▶ Task description: Pull out every line below that contains the word "order".

[Saved entries]
#####

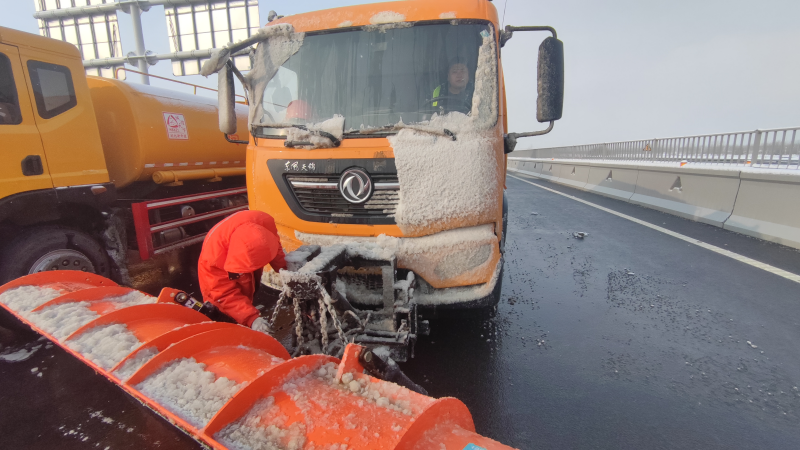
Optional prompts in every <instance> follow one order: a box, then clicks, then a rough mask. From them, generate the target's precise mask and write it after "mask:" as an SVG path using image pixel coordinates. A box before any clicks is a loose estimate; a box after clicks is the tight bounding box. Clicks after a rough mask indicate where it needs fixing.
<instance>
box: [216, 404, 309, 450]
mask: <svg viewBox="0 0 800 450" xmlns="http://www.w3.org/2000/svg"><path fill="white" fill-rule="evenodd" d="M287 419H288V417H287V416H286V415H284V414H281V410H280V408H276V407H275V398H274V397H267V398H265V399H261V400H259V401H258V402H257V403H256V404H255V406H253V409H251V410H250V412H249V413H248V414H247V415H245V416H244V417H242V418H241V419H239V420H237V421H236V422H234V423H232V424H230V425H228V426H226V427H225V428H223V429H222V430H221V431H220V432H219V433H217V434H216V436H215V437H216V438H217V439H218V440H219V441H220V442H222V443H223V444H225V446H226V447H228V448H230V449H233V450H250V449H253V450H300V449H302V448H303V446H304V445H305V442H306V430H305V426H304V425H303V423H302V422H295V423H293V424H291V425H288V426H287V425H286V421H287ZM266 424H269V425H266Z"/></svg>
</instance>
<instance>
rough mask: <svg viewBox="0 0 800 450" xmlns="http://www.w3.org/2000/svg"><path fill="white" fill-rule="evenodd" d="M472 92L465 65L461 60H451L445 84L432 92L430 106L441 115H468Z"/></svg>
mask: <svg viewBox="0 0 800 450" xmlns="http://www.w3.org/2000/svg"><path fill="white" fill-rule="evenodd" d="M474 90H475V86H474V85H473V83H472V80H470V76H469V69H467V64H466V63H465V62H464V61H463V60H462V59H458V58H457V59H453V60H451V61H450V64H448V69H447V82H446V83H444V84H440V85H439V86H437V87H436V89H434V90H433V97H432V101H431V105H432V106H433V107H434V108H435V109H438V110H439V111H440V112H441V113H442V114H447V113H449V112H453V111H458V112H460V113H464V114H469V112H470V111H471V110H472V94H473V92H474Z"/></svg>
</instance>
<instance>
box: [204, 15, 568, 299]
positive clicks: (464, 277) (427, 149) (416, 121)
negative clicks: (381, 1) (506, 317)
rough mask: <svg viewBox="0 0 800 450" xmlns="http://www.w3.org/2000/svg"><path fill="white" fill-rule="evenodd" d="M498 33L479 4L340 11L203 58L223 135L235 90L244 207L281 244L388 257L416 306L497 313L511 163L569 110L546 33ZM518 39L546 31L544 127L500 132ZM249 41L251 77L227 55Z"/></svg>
mask: <svg viewBox="0 0 800 450" xmlns="http://www.w3.org/2000/svg"><path fill="white" fill-rule="evenodd" d="M499 25H500V24H499V20H498V15H497V10H496V9H495V6H494V5H493V4H492V3H491V2H490V1H487V0H466V1H465V0H438V1H421V0H412V1H395V2H388V3H376V4H370V5H360V6H352V7H342V8H335V9H329V10H324V11H317V12H311V13H306V14H299V15H295V16H289V17H285V18H280V19H278V20H276V21H273V22H271V23H270V24H268V26H267V27H265V28H263V29H262V30H261V32H260V33H259V34H257V35H255V36H254V37H253V38H251V39H249V40H247V41H243V42H241V43H238V44H235V45H231V46H230V47H229V48H228V49H226V50H225V51H224V52H220V53H218V54H216V55H215V56H213V57H212V58H211V60H210V61H209V62H208V63H206V65H205V66H204V68H203V72H202V73H203V74H205V75H209V74H211V73H214V72H219V74H220V75H219V82H220V90H219V92H220V105H222V106H221V109H220V112H221V119H220V124H221V130H222V131H224V132H227V133H232V132H235V131H236V129H235V127H234V126H231V121H230V120H226V118H225V114H226V109H225V107H224V105H225V104H231V103H232V100H231V99H232V97H231V96H232V93H233V92H234V85H233V80H234V75H235V76H236V77H237V78H238V79H239V80H240V81H241V82H242V84H243V85H244V87H245V90H246V92H247V95H248V99H249V103H250V111H249V126H250V133H251V142H250V145H249V146H248V149H247V168H248V169H247V186H248V193H249V201H250V208H251V209H256V210H261V211H265V212H267V213H269V214H271V215H272V216H273V217H274V218H275V221H276V223H277V226H278V231H279V233H280V237H281V240H282V243H283V245H284V248H285V250H287V251H292V250H294V249H296V248H298V247H300V246H303V245H322V246H329V245H333V244H347V245H348V246H350V248H351V249H352V250H353V252H356V253H358V252H361V253H364V252H367V253H369V252H372V253H373V254H376V255H382V256H383V257H385V256H387V255H391V256H392V257H394V258H395V260H396V267H397V270H398V276H397V279H403V280H405V279H411V278H413V279H414V280H415V281H416V286H417V287H416V290H415V292H414V297H415V300H416V302H417V303H418V304H419V305H420V306H423V307H424V306H437V307H461V308H467V307H480V306H486V305H494V304H496V303H497V301H498V299H499V295H500V286H501V280H502V267H503V244H504V234H505V227H506V224H505V222H506V221H505V217H506V203H505V196H504V179H505V172H506V158H505V155H506V154H507V153H508V152H510V151H512V150H513V147H514V145H515V144H516V138H518V137H524V136H533V135H536V134H544V133H545V132H547V131H549V130H550V129H552V125H553V121H554V120H557V119H559V118H560V117H561V107H562V100H563V46H562V44H561V42H560V41H558V40H557V39H556V37H555V30H553V29H552V28H550V27H508V28H507V29H506V30H500V29H499ZM514 31H548V32H551V33H552V34H553V37H548V38H547V39H545V41H544V42H543V43H542V46H541V47H540V50H539V74H538V75H539V76H538V86H539V102H538V103H539V104H538V108H537V119H538V120H539V122H549V123H550V127H549V128H548V129H547V130H545V131H541V132H532V133H523V134H514V133H508V132H507V117H506V100H505V97H506V96H505V85H504V82H503V72H502V66H501V60H500V55H501V53H500V48H501V47H502V46H503V45H504V44H505V43H506V41H508V39H509V38H510V37H511V36H512V34H513V32H514ZM256 43H257V44H258V47H257V49H256V50H255V59H254V61H255V62H254V69H253V70H252V71H251V72H249V73H248V74H246V75H242V74H241V73H238V71H236V69H235V67H234V66H233V65H232V64H231V63H230V62H229V61H228V57H227V55H228V54H230V53H233V52H236V51H240V49H242V48H246V47H248V46H251V45H254V44H256ZM531 76H533V74H532V75H531ZM338 272H339V274H338V275H339V279H340V280H342V281H343V282H344V284H345V286H344V287H345V288H346V292H347V297H348V299H349V300H350V301H353V302H355V303H359V304H367V305H369V304H375V305H378V304H380V303H381V301H382V300H381V291H382V290H383V289H384V286H382V283H383V282H384V281H385V280H384V279H382V277H381V272H380V270H377V269H376V270H370V268H369V267H359V268H348V267H344V268H341V269H340V270H339V271H338ZM409 273H413V276H409V275H408V274H409ZM340 290H341V289H340Z"/></svg>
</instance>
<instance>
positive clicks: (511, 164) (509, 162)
mask: <svg viewBox="0 0 800 450" xmlns="http://www.w3.org/2000/svg"><path fill="white" fill-rule="evenodd" d="M508 169H509V170H510V171H512V172H514V171H516V172H519V173H523V174H525V175H531V176H535V177H539V175H540V174H541V172H542V163H541V162H538V161H519V160H516V159H513V160H512V159H509V160H508Z"/></svg>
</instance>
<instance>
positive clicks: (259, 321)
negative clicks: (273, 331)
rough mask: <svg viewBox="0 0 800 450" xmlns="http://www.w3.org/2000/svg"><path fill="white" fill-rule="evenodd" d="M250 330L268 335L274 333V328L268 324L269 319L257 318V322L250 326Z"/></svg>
mask: <svg viewBox="0 0 800 450" xmlns="http://www.w3.org/2000/svg"><path fill="white" fill-rule="evenodd" d="M250 328H252V329H254V330H256V331H260V332H262V333H267V334H271V333H272V327H271V326H269V322H267V319H265V318H263V317H258V318H256V320H254V321H253V323H252V324H251V325H250Z"/></svg>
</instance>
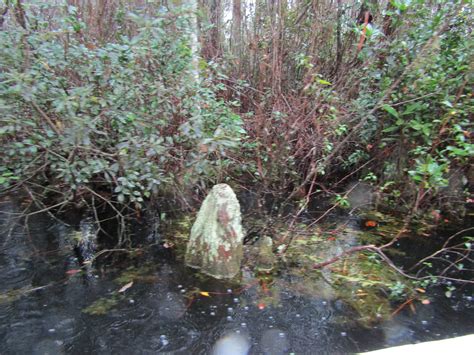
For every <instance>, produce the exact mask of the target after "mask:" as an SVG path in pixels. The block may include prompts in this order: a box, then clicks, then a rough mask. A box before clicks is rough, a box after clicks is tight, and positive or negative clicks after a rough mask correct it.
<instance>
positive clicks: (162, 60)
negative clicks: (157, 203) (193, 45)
mask: <svg viewBox="0 0 474 355" xmlns="http://www.w3.org/2000/svg"><path fill="white" fill-rule="evenodd" d="M45 13H47V11H45V8H44V7H43V8H42V11H39V12H37V11H35V12H30V11H28V8H27V9H26V16H28V23H30V24H32V23H34V24H36V26H34V28H33V26H31V28H28V29H25V28H23V27H21V26H19V25H15V24H9V25H8V26H7V28H6V29H5V30H4V31H0V42H1V43H2V46H1V47H0V107H1V108H2V113H3V114H2V117H1V118H0V120H1V121H2V125H1V128H0V141H1V144H2V148H3V149H2V153H3V154H2V155H3V161H2V163H1V165H0V183H1V184H2V186H3V187H8V186H12V184H32V185H34V186H36V187H38V186H41V185H42V186H44V187H45V188H47V191H55V192H57V193H60V194H61V196H62V198H64V199H73V198H74V196H76V194H77V191H82V192H84V191H89V193H90V192H91V191H99V190H105V191H109V192H113V193H114V194H115V196H116V200H117V201H118V202H123V203H127V202H134V203H136V204H141V203H142V202H143V201H144V199H146V198H148V197H150V195H151V194H152V193H153V192H158V191H170V190H172V189H173V188H176V186H177V185H181V186H186V185H188V186H189V185H191V184H195V183H197V182H198V181H200V180H201V181H204V182H206V181H207V180H209V179H216V178H217V176H218V175H219V174H221V175H222V171H221V169H222V166H224V165H225V164H223V160H225V159H226V154H228V152H229V151H230V150H232V149H235V148H236V147H238V145H239V140H240V137H241V135H242V133H244V131H243V128H242V122H241V120H240V117H239V116H238V115H236V114H234V113H233V112H232V111H231V110H230V109H229V108H228V107H227V106H226V105H225V104H224V102H223V101H222V100H220V99H218V98H217V97H216V95H215V93H214V88H213V86H212V83H210V81H209V80H206V79H205V78H201V79H196V78H195V77H194V76H193V75H192V70H193V68H192V56H193V55H194V54H193V53H192V49H191V45H190V36H189V34H190V32H191V31H190V24H191V22H190V13H189V12H187V11H186V10H183V9H175V10H173V11H170V10H166V11H165V10H164V9H163V8H159V9H157V10H156V11H155V13H154V14H152V15H150V14H149V13H148V15H145V14H139V13H137V14H131V13H130V14H128V15H127V16H126V18H127V21H129V26H128V27H127V28H125V27H124V29H123V30H122V31H118V32H117V33H116V34H115V38H116V39H115V40H114V41H113V42H108V43H104V44H100V43H98V41H95V40H94V39H93V38H91V36H86V35H85V33H86V30H87V28H86V24H85V23H84V22H82V21H81V19H80V17H79V15H78V14H77V10H76V9H75V8H74V7H64V8H62V12H61V13H62V14H63V15H62V17H59V18H56V19H55V21H56V22H55V24H54V25H48V22H47V19H46V18H43V14H45ZM131 29H133V31H132V30H131ZM130 33H132V34H130ZM219 176H220V175H219Z"/></svg>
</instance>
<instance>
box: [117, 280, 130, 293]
mask: <svg viewBox="0 0 474 355" xmlns="http://www.w3.org/2000/svg"><path fill="white" fill-rule="evenodd" d="M132 286H133V281H130V282H129V283H128V284H126V285H123V286H122V288H121V289H120V290H119V293H122V292H125V291H127V290H128V289H129V288H130V287H132Z"/></svg>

#####

▶ Solution:
Optional prompts in every <instance> follow one order: a box, then clicks, then a rough mask. From them, generate the target's precise mask and write it after "mask:" as an SVG path using image pixel coordinates. A box before any clicks is a loose estimate; a box after clicks is the tight bounding box. Clicks after a rough mask indicate where it needs fixing.
For every <instance>, produce the exact mask of the target after "mask:" as an SVG path in pixels. The block may include prompts in this order: a box, then clicks, then a rough mask. A box before clicks is rough, a box after clicks is tight, and positive or negative clicks after a rough mask correct it.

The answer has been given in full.